_Exercise tasks_
#1 In the text on market timing, what annualized return did an investor on the European equity market obtain between January 2003 and September 2019?
#2 Reproduce the text on market timing word for word, starting at "Given this gloomy" and ending at "the following example.".

_Text passage_
----------------------------------------
Economic uncertainties, chiefly linked to the consequences of the Trump administration’s ongoing trade war and the risk of the UK leaving the European Union without a deal, have been at the centre of investor concerns in recent months. The cyclical slowdown in the global economy is confirmed by confidence indicators and activity data. This comes at a time when the potential for growth is considerably weakened due to less favourable demographic trends, slowing productivity growth and a record level of debt weighing on economic momentum.
Given this gloomy outlook and the equity markets’ exceptional performance over recent months, many investors are starting to wonder whether now might be the time for a wholesale departure from the markets to safeguard against a potential upcoming correction.
Dangers of ‘market timing’
‘Market timing’ is a strategy aimed at trying to predict the markets’ short-term price movements. But does it work?
In our view, straying significantly from a strategic allocation exposes the investor to potentially detrimental consequences. The opportunity cost of exiting the markets (or deciding not to invest) can turn out to be substantial. The risk is illustrated in the following example.
Between January 2003 and September 2019, an investor on the European equity market obtained an annualised return of 6.5%. However, if this investor missed out on the 10 (30) best stock market days – these days representing less than 1% of all days in the period in question – their annualised return would have been much less, dropping from 6.5% to 2.4% (-1.8%)!
European equity market annualised return – January 2003 to September 2019
‘Far more money has been lost in anticipating market corrections than during corrections themselves’ – Peter Lynch.
This example shows the importance of the discipline of remaining invested in line with your investment strategy.
Volatility inherent to equity markets
Having a long-term exposure to the financial markets inevitably exposes investors to market volatility. Volatility is inherent to the equity markets.
Between 1980 and 2018, the average corrections during the year on the European equity markets was around 15%. But these regular dips within the year did not prevent the European market from closing the calendar year in positive territory in three years out of four and posting annualised growth over the whole period in question of around 7%!
----------------------------------------
_Saved entries_
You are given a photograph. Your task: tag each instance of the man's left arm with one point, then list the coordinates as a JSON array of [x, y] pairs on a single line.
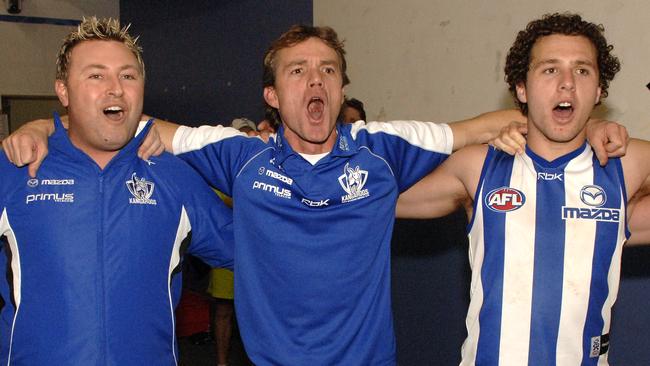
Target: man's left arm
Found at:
[[636, 168], [211, 221], [505, 130]]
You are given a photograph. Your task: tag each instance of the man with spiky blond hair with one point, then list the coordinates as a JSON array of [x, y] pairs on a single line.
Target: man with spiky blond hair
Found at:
[[93, 245]]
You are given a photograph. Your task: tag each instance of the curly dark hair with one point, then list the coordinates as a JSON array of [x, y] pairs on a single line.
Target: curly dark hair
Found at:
[[518, 59], [297, 34]]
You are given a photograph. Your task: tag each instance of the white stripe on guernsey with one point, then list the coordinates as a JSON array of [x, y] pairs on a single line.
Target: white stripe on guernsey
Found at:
[[476, 256], [184, 228], [613, 279], [519, 260], [426, 135], [194, 138], [5, 229], [580, 236]]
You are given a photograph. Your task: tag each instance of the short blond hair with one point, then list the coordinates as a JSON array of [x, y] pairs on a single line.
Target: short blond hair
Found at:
[[89, 29]]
----------------------------------------
_Expected results_
#1 6.5%

#2
Given this gloomy outlook and the equity markets’ exceptional performance over recent months, many investors are starting to wonder whether now might be the time for a wholesale departure from the markets to safeguard against a potential upcoming correction.
Dangers of ‘market timing’
‘Market timing’ is a strategy aimed at trying to predict the markets’ short-term price movements. But does it work?
In our view, straying significantly from a strategic allocation exposes the investor to potentially detrimental consequences. The opportunity cost of exiting the markets (or deciding not to invest) can turn out to be substantial. The risk is illustrated in the following example.